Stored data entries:
::::
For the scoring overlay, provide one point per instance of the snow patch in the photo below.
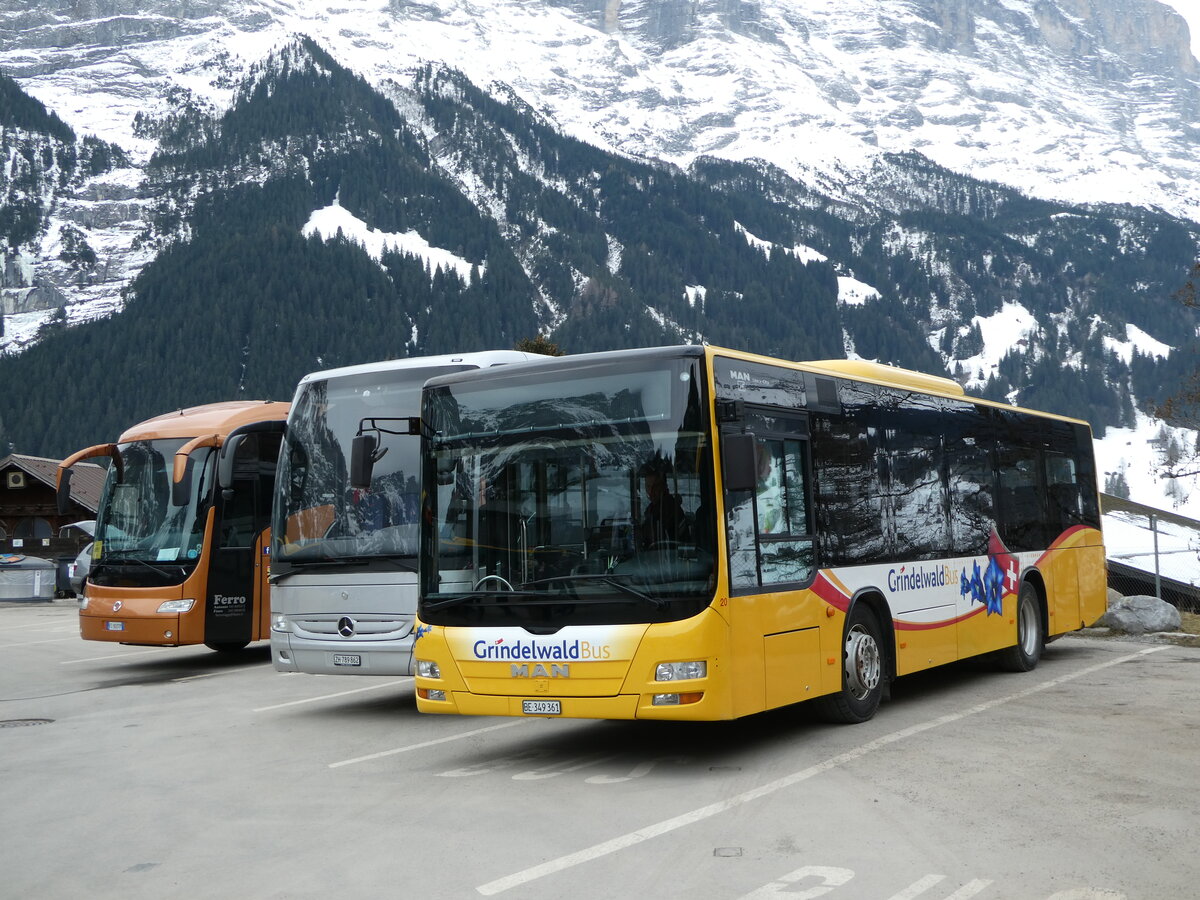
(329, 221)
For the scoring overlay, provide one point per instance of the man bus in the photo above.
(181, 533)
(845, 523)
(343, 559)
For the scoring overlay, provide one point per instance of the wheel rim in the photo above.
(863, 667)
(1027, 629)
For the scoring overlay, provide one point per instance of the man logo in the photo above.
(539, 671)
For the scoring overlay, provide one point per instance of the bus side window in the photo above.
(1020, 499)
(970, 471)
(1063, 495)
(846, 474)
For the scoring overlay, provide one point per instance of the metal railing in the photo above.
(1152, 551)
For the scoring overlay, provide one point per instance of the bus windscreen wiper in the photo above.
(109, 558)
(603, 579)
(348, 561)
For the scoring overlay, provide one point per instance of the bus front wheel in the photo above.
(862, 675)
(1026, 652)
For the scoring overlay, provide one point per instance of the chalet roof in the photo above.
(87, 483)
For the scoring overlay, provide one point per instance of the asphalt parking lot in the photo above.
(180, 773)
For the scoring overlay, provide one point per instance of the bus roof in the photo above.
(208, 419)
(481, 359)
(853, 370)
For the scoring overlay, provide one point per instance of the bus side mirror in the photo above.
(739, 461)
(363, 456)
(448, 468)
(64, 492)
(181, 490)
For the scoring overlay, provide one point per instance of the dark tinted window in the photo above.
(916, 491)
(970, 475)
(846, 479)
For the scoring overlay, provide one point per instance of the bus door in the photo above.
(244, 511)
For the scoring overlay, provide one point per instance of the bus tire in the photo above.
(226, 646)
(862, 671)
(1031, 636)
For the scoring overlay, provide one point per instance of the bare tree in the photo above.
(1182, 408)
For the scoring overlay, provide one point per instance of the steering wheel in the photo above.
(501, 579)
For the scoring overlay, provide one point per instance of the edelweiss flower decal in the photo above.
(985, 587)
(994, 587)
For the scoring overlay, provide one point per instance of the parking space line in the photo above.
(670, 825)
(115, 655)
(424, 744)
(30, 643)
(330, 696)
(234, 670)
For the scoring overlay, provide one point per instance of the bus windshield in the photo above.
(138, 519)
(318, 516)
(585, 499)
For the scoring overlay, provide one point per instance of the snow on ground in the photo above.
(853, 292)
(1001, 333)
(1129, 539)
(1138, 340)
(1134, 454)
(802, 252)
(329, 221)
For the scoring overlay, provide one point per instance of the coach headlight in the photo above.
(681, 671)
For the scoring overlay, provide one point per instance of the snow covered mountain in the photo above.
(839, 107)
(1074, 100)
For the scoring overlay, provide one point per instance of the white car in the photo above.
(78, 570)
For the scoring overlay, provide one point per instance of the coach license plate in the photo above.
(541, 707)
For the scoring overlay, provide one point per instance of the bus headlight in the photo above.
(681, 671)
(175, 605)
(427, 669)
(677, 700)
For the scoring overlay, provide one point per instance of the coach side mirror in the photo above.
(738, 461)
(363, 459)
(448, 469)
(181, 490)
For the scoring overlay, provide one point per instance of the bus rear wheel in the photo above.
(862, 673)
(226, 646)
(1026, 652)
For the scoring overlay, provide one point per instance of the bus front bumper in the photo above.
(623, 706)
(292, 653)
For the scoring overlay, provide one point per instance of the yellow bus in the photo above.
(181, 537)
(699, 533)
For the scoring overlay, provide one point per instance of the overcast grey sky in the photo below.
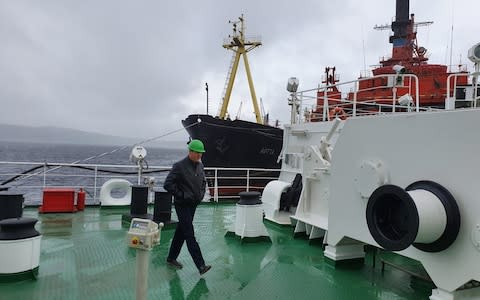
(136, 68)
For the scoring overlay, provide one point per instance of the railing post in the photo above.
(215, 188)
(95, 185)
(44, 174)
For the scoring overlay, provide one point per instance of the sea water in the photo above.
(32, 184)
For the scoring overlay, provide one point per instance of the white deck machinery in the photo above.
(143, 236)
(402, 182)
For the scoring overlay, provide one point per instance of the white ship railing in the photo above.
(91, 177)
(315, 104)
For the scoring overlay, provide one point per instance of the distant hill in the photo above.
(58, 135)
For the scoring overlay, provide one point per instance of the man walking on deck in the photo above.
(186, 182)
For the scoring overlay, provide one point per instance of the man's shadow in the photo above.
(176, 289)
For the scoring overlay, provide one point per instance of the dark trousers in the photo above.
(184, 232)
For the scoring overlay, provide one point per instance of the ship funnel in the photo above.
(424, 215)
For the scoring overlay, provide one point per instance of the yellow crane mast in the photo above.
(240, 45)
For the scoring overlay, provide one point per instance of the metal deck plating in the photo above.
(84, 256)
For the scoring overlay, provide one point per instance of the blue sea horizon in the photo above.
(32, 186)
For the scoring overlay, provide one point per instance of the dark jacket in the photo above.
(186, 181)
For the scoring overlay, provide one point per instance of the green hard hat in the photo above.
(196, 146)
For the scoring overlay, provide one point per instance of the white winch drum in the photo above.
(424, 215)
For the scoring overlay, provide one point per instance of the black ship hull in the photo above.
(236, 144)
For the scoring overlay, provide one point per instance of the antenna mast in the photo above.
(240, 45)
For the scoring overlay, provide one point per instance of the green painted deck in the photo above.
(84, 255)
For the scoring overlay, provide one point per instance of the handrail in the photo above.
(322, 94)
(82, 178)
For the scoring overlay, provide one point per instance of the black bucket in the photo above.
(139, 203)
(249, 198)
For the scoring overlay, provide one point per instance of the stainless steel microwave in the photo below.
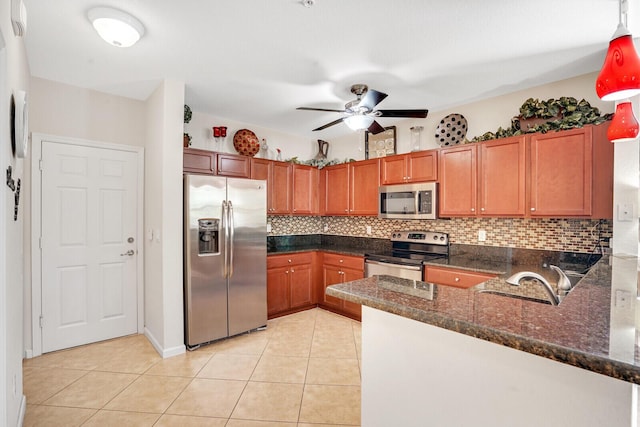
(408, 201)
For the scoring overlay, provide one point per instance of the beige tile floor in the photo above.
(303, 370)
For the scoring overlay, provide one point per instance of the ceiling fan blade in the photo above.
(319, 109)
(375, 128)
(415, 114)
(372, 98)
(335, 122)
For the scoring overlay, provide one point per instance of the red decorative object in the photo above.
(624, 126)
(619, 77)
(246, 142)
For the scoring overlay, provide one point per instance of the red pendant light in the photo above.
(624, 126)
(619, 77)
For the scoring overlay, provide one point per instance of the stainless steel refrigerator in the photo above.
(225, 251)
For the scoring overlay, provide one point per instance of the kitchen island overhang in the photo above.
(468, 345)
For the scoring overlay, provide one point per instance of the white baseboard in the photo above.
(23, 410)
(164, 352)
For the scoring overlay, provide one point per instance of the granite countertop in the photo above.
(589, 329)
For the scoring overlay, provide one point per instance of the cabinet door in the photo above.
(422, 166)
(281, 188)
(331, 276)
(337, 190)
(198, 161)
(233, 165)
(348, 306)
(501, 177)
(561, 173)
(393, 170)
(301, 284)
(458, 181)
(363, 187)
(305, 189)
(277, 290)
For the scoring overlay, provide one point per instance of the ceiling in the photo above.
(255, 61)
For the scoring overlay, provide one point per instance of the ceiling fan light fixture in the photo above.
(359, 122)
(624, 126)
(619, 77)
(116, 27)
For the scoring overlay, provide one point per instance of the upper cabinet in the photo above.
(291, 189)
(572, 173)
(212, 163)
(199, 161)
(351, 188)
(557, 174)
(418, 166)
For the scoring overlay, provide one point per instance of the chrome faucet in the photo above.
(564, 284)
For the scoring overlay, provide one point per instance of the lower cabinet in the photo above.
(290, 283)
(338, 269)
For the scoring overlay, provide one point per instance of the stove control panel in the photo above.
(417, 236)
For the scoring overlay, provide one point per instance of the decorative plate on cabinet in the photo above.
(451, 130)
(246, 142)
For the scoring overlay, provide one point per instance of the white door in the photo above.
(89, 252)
::::
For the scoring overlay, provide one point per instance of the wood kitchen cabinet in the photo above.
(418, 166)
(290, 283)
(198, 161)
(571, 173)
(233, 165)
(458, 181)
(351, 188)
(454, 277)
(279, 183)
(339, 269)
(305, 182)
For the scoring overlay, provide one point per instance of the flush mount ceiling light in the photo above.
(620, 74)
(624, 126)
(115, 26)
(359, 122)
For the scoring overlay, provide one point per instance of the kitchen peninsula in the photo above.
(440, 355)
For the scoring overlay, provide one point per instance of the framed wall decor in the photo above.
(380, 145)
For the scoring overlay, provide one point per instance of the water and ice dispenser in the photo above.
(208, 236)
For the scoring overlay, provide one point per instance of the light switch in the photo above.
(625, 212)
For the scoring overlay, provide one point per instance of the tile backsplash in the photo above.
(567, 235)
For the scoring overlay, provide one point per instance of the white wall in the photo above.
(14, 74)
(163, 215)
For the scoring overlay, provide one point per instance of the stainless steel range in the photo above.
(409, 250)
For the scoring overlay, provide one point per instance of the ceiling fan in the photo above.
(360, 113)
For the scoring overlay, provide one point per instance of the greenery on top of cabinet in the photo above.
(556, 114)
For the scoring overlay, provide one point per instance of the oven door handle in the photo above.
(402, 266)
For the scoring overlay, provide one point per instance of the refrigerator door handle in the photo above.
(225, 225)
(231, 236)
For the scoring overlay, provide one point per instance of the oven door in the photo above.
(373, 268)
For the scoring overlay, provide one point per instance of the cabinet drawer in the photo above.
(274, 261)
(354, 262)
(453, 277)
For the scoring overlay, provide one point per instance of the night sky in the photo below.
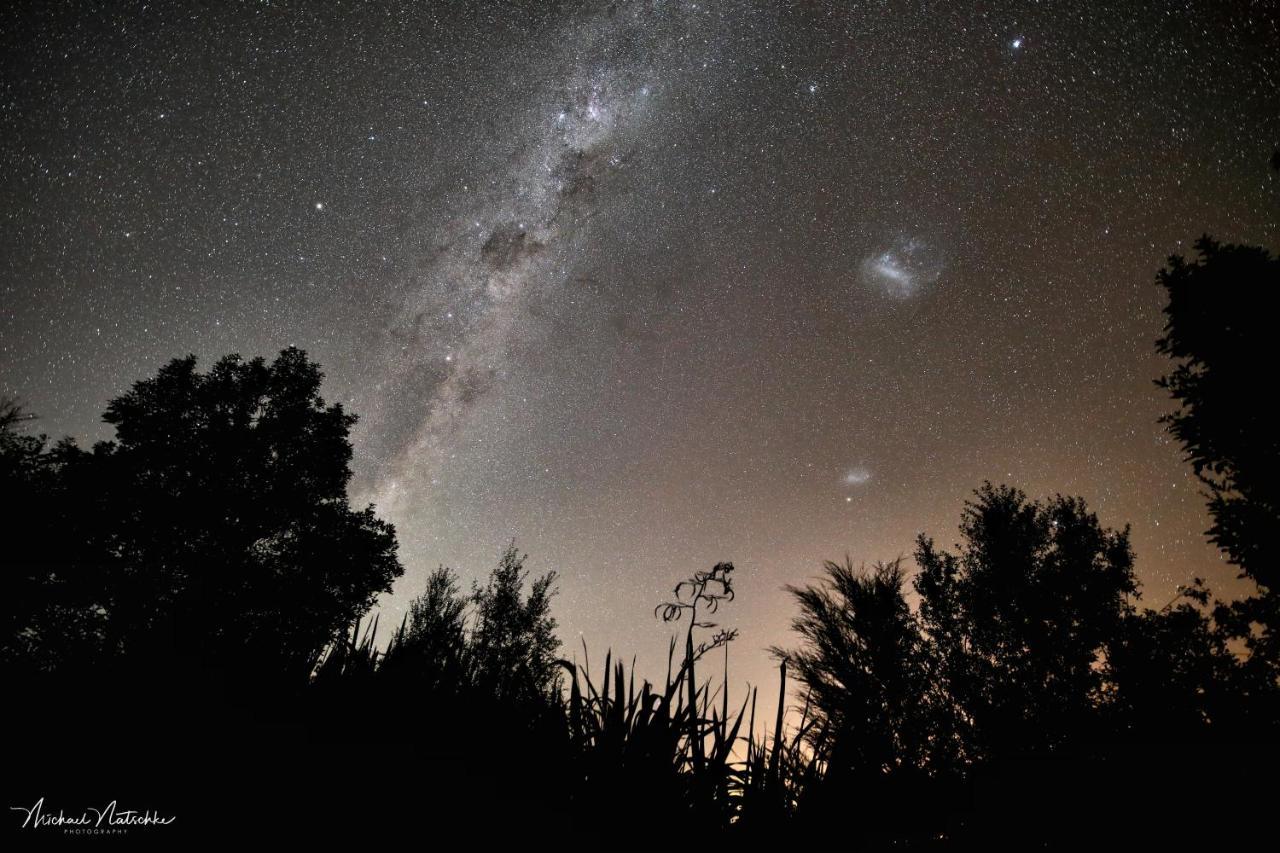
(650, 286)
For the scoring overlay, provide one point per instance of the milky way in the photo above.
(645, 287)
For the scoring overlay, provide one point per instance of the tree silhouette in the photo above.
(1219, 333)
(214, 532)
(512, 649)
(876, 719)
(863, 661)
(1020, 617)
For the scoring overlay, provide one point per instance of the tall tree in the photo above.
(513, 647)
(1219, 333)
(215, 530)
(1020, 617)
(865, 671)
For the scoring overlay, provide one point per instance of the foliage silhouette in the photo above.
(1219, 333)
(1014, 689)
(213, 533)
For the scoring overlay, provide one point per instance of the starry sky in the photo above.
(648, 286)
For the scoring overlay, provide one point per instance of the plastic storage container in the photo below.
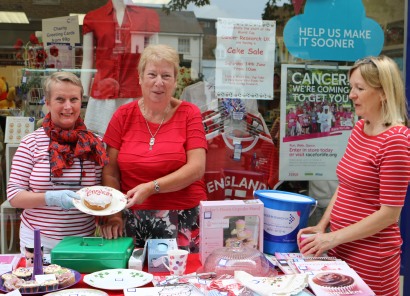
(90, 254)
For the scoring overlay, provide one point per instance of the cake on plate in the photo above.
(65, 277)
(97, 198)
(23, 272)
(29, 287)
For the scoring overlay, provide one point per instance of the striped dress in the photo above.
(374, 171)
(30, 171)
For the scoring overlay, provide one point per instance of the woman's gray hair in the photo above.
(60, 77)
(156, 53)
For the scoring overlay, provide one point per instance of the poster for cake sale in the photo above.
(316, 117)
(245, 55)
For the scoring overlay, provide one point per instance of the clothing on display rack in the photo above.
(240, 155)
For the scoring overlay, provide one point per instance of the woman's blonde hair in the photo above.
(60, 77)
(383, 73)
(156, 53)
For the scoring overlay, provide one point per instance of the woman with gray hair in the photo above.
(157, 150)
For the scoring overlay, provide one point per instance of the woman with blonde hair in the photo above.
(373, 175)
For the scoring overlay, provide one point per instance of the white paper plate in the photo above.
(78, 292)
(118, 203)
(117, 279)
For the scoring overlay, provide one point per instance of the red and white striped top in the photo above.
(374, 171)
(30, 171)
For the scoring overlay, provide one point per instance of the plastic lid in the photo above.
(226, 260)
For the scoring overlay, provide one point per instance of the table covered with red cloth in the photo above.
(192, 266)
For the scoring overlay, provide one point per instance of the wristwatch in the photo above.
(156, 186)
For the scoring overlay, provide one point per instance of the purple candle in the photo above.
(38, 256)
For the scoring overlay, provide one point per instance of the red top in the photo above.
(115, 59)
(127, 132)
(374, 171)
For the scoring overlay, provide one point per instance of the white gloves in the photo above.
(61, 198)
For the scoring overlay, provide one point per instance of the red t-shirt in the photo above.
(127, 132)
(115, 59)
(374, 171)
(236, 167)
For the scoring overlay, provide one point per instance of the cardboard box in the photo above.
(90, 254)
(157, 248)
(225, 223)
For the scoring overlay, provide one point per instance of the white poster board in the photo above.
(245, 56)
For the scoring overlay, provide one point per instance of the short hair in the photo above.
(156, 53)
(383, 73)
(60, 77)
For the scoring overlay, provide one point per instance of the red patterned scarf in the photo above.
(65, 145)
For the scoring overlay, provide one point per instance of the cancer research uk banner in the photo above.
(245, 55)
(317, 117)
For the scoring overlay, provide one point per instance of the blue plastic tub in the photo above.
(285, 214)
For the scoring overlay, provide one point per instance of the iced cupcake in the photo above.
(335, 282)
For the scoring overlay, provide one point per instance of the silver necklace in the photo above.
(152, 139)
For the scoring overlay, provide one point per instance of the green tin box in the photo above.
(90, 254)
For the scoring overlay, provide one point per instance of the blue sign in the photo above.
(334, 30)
::::
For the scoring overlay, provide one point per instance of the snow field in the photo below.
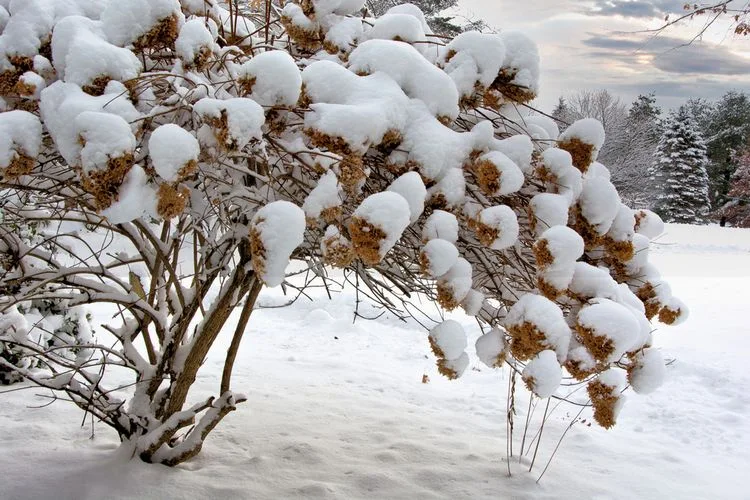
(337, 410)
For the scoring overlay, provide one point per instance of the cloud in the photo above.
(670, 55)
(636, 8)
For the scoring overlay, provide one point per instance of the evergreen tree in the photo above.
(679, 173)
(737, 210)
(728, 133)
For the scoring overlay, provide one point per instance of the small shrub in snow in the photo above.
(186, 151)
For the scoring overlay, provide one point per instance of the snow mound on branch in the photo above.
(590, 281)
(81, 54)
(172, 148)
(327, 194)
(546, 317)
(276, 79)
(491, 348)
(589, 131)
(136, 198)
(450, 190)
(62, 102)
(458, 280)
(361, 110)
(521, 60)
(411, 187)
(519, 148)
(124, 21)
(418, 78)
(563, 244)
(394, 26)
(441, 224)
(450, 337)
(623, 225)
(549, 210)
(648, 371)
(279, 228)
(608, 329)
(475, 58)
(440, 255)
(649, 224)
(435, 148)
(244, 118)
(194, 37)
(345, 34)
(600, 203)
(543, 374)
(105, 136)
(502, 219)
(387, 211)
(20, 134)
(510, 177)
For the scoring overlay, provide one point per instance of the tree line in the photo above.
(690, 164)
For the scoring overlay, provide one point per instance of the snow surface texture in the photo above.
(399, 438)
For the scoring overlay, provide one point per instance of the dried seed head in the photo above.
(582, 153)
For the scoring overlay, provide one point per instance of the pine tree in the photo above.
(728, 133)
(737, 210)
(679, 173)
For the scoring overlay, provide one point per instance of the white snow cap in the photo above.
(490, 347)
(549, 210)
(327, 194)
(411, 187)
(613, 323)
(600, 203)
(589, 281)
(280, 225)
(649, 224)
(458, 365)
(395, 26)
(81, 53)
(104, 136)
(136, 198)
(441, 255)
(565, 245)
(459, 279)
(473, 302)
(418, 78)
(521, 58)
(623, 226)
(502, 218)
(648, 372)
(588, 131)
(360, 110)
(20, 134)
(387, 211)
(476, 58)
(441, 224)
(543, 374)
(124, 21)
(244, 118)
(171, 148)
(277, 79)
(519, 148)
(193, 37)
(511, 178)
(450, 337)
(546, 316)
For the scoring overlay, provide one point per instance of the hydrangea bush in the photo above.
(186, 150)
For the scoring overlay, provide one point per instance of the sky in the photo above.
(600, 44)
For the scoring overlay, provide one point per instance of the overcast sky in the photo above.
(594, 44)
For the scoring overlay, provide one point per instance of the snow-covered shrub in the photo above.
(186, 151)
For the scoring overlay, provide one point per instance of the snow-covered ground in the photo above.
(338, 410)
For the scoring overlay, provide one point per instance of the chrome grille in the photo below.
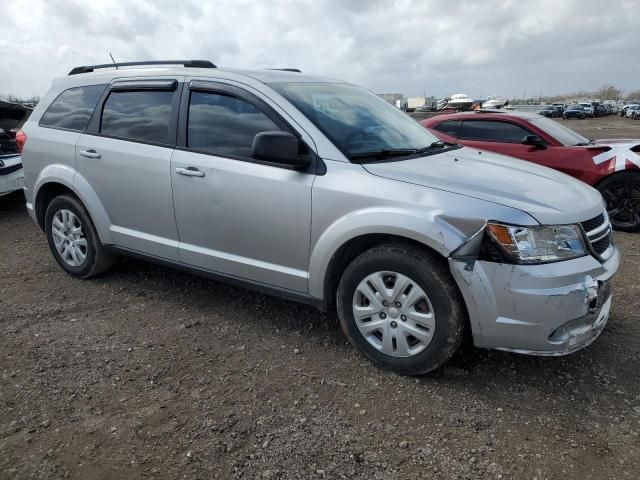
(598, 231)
::::
EXERCISE :: Give everything in the items from the line containing "patch in the photo below." down to the line containing "(1027, 629)", both included, as a JSON list of strings with one string per line. Skip blank lines and leave the pictures out.

REPLY ::
[
  "For the scoring overlay, provide one point per instance of the snow patch in the photo below.",
  "(329, 221)",
  "For the scoring overlay, provide one point per instance of the man bus in the photo above.",
  "(181, 533)",
  "(845, 523)",
  "(343, 559)",
  "For the scoring overlay, provide one point per instance of the wheel rim in the photo above.",
  "(863, 667)",
  "(1027, 629)"
]